Our study makes several contributions. First, we were able to provide a validation test comparing the behavioral importance of attributes based on eye-tracking data to metrics based on self-reported choices. AMCEs and functions thereof are commonly used measures of attribute importance in typical conjoint analyses, and our validation tests support their interpretation as measures of attribute salience.

Second, we provide evidence on the extent to which subjects adjust their choice behavior in response to changes in the complexity of the conjoint decision task. Our finding that AMCEs are robust to increasing the number of attributes is consistent with Bansak et al. (Reference Bansak, Hainmueller, Hopkins and Yamamoto2019), who found a similar pattern in their online surveys. Here, we also find similar stability in AMCEs for a more structural modification of the conjoint design that moves from two to three profiles.

Third, our study provides an explanation for why the AMCEs remain stable despite the increased complexity. In particular, we show that, consistent with theories of bounded rationality that emphasize the trade-off between decision accuracy and cognitive effort, subjects adapt their visual processing to filter out less relevant information and focus on more relevant information. Our findings here are largely consistent with Meißner, Musalem, and Huber (Reference Meißner, Musalem and Huber2016), who concluded that conjoint choices are “relatively free of distorting effects from task layout or random exposures” because subjects “identify simple processes that enable conjoint respondents to perform a difficult task efficiently.”

Fourth, our study has direct implications for the design of conjoint experiments. Our findings speak to the robustness of conjoint experiments when increasing the complexity of the conjoint table with respect to the number of attributes and profiles. Our finding about the robustness property of conjoint experiments is important given that researchers who are interested in reducing “masking” (Bansak et al. Reference Bansak, Hainmueller, Hopkins and Yamamoto2019) may prefer to include a larger number of attributes.

### GIVEN RECORDS
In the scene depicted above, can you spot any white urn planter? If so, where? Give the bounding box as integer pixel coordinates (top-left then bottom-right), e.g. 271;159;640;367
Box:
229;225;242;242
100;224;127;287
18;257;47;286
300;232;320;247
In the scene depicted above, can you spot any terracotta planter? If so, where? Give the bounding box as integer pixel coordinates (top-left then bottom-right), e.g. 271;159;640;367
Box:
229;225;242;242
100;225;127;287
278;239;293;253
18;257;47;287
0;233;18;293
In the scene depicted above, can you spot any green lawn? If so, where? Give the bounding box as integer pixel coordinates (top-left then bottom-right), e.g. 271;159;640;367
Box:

### PROBLEM 1
Answer these questions from the conjoint study excerpt:
(a) What kind of data did the validation test use to measure the behavioral importance of attributes?
(b) The structural modification of the conjoint design moves from how many profiles to how many?
(c) Which researchers may prefer to include a larger number of attributes?
### PROBLEM 2
In the listing, take the lines starting at the beginning and going on through the line with "300;232;320;247". Write them out again with "white urn planter" changed to "stone urn planter" and nothing else altered.
The text about conjoint studies has no connection to the listing.

### TASK OUTPUT 1
(a) Eye-tracking data.
(b) From two profiles to three.
(c) Researchers who are interested in reducing "masking."

### TASK OUTPUT 2
In the scene depicted above, can you spot any stone urn planter? If so, where? Give the bounding box as integer pixel coordinates (top-left then bottom-right), e.g. 271;159;640;367
Box:
229;225;242;242
100;224;127;287
18;257;47;286
300;232;320;247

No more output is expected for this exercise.